====== DATASET EXTRACT
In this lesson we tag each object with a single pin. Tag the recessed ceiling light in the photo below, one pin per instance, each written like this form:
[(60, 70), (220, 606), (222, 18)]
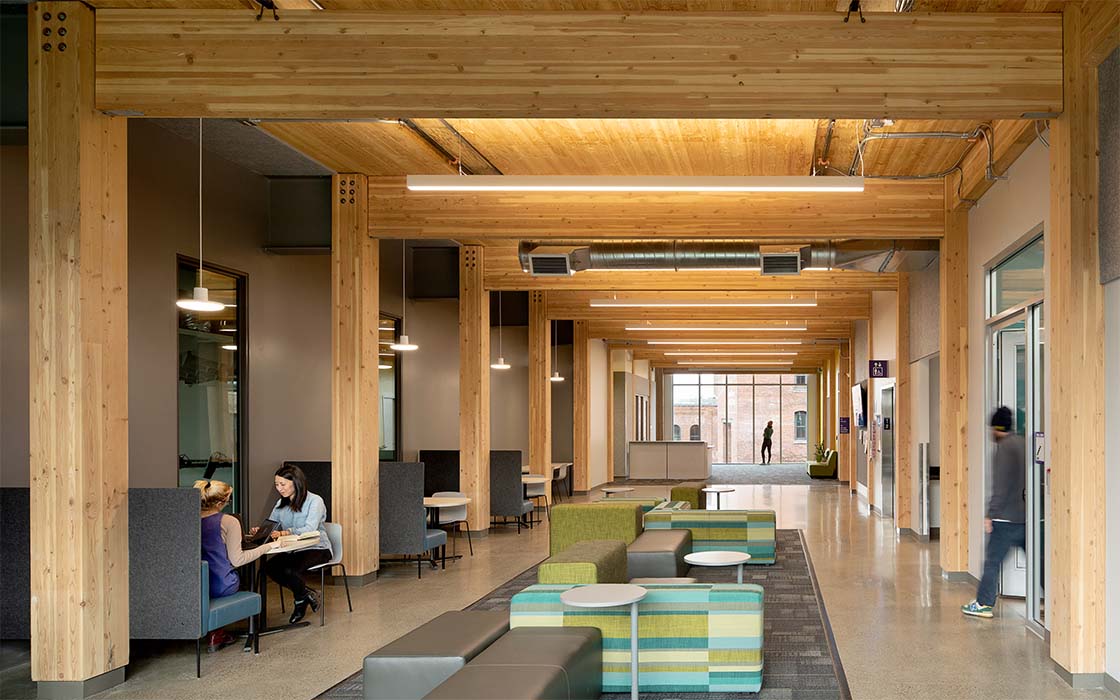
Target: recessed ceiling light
[(642, 183)]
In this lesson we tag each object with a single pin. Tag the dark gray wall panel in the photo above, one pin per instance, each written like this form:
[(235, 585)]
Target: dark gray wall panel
[(16, 563), (1109, 73), (165, 556)]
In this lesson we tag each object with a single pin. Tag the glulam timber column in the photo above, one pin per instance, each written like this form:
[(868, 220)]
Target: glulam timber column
[(474, 386), (904, 473), (540, 390), (354, 382), (954, 386), (78, 357), (580, 407), (843, 408), (1075, 598)]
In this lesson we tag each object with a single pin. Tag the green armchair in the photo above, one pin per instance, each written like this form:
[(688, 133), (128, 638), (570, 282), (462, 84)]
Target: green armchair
[(824, 469)]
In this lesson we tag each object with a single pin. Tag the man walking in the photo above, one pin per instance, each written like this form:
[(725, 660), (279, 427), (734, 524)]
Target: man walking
[(767, 445), (1006, 520)]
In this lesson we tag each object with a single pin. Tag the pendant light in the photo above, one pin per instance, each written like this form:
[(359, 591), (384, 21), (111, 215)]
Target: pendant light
[(199, 300), (501, 364), (402, 344), (556, 373)]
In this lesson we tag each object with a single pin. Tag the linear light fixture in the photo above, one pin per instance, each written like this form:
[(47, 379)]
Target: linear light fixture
[(738, 363), (722, 342), (717, 328), (640, 183), (729, 354), (728, 305)]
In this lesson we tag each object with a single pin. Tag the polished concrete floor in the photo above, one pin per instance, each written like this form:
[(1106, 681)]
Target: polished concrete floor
[(896, 621)]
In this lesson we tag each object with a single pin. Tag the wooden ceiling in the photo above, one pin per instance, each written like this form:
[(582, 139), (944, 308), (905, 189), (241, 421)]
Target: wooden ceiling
[(607, 6), (686, 147)]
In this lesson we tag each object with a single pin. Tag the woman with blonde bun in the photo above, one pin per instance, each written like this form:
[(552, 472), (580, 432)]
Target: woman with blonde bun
[(222, 549)]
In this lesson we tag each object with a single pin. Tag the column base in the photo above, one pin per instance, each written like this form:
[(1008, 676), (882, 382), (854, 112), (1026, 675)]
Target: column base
[(1080, 681), (76, 690)]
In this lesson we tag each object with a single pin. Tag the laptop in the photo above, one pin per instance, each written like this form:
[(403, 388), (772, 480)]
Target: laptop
[(262, 534)]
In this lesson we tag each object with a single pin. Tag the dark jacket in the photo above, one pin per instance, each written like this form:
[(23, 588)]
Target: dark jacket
[(1009, 481)]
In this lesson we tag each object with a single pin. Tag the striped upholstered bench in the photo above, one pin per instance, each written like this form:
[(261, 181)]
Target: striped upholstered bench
[(737, 531), (693, 637)]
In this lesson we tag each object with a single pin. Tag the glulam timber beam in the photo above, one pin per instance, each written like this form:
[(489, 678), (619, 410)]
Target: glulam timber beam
[(355, 261), (1075, 316), (718, 65), (885, 210), (77, 254), (474, 386), (504, 272)]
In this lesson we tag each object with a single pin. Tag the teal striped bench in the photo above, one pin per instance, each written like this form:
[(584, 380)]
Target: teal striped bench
[(737, 531), (692, 637)]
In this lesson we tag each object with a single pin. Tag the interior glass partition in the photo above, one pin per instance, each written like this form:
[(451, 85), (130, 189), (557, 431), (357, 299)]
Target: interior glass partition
[(729, 412), (211, 381)]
============
### GIVEN INSTRUCTION:
Repeat all of the records verbatim, leaving out the pictures.

### ANSWER TO THE TASK:
In this lesson we tag each object with a single pin. Tag the recessed ceiling light in the photo below, one pin per instance, each written like this form:
[(60, 70), (220, 606), (222, 18)]
Target: recessed ceiling light
[(642, 183)]
In this lesson we tag each object with a single pin. Tag the dark gray wall panel in the photo above, one pin per instance, each written like this form:
[(235, 585)]
Target: dark gray wall panel
[(16, 563), (1109, 73), (165, 556)]
In this lesson we tag each object with a single pin. Tag the glulam timber column in the photo above, one pin per instance, each written like this form:
[(868, 220)]
Target: glulam timber column
[(474, 386), (904, 473), (540, 390), (354, 382), (954, 386), (78, 357), (580, 407), (843, 408), (1075, 598)]
In this lesson we tag each object with a single pin. Tag the green armchair in the photo above, one pin per instance, each written like this form:
[(688, 133), (128, 638), (570, 282), (462, 84)]
Target: green armchair
[(824, 469)]
In this lesson we tag each object with a single pin. Tag the man walking in the photo above, one pin per instance, each written like this form:
[(725, 660), (279, 427), (734, 524)]
Target: man walking
[(767, 445), (1006, 520)]
In this lesson we tag each object with a single pin. Tag the pendant light in the photo above, one pin per instance, each written like this form:
[(359, 591), (384, 21), (111, 215)]
Target: pendant light
[(199, 300), (501, 364), (402, 344), (556, 373)]
In this lesson we tag each object with a single pin. Tag the linear light fixture in the photo above, one pin per instance, each written like this form:
[(47, 379)]
Target: linear light fixture
[(738, 363), (722, 342), (717, 328), (640, 183), (729, 354), (728, 305)]
In this lesson we tag each object with a single pin. Tag the polished concrete floor in the photo above, one pin per instance, each written like this form:
[(1106, 681)]
Target: polished concrete floor
[(896, 621)]
In this lesson we tag each object with a single pin. Tag the wooden ceiling in the photo above, one pin per instance, each written like this form:
[(582, 139), (944, 308), (905, 189), (241, 421)]
Target: wooden ceiling
[(607, 6), (686, 147)]
In this lesson we tag each object with a single pin. Tag the woman with blonde bun in the photo above, one pin per instance, each written like this form:
[(552, 472), (580, 432)]
Target: woman with blonde bun
[(222, 549)]
In this lesson we tag each object with a single pin. Tag the column base in the photo above, one pin per instance, each written like this form:
[(1008, 676), (882, 382), (854, 112), (1026, 675)]
Target: column base
[(1080, 681), (76, 690)]
In this lesson we tag each object with a single pin. Tag the laptop in the photo above, one pin per instance, each written like this form:
[(403, 388), (772, 480)]
Target: laptop
[(262, 534)]
In this lesson we tag each object with a single pin. Tag the dark jacket in the photo above, one pin per instance, each written like this form:
[(23, 588)]
Target: dark jacket
[(1009, 481)]
In this lesson we tag each object with a single pin. Tag the striped upholstered bench in the photo above, one pin per instance, each written like this form:
[(261, 181)]
Target: striped upholstered bench
[(737, 531), (693, 637)]
In this lesson we tag each object with a single pin. Tag the glulam timber beam in the photo above, one pin per instance, each written like this form:
[(489, 678), (619, 410)]
Target: glulam timber beam
[(355, 261), (1075, 316), (718, 65), (885, 210), (77, 254), (474, 386), (504, 272)]
In this lesson we tag each object with a single pin. Tag the teal striped bench in the photo above, one pin per instance, each written like this form:
[(584, 380)]
Target: teal striped bench
[(737, 531), (692, 637)]
In this lesson we tag each object with a single pin. Tag the interior glass partition in the photo above, one pin per instance, each written like this form:
[(451, 85), (130, 189), (557, 431), (357, 299)]
Target: interior glass partition
[(729, 412), (211, 381)]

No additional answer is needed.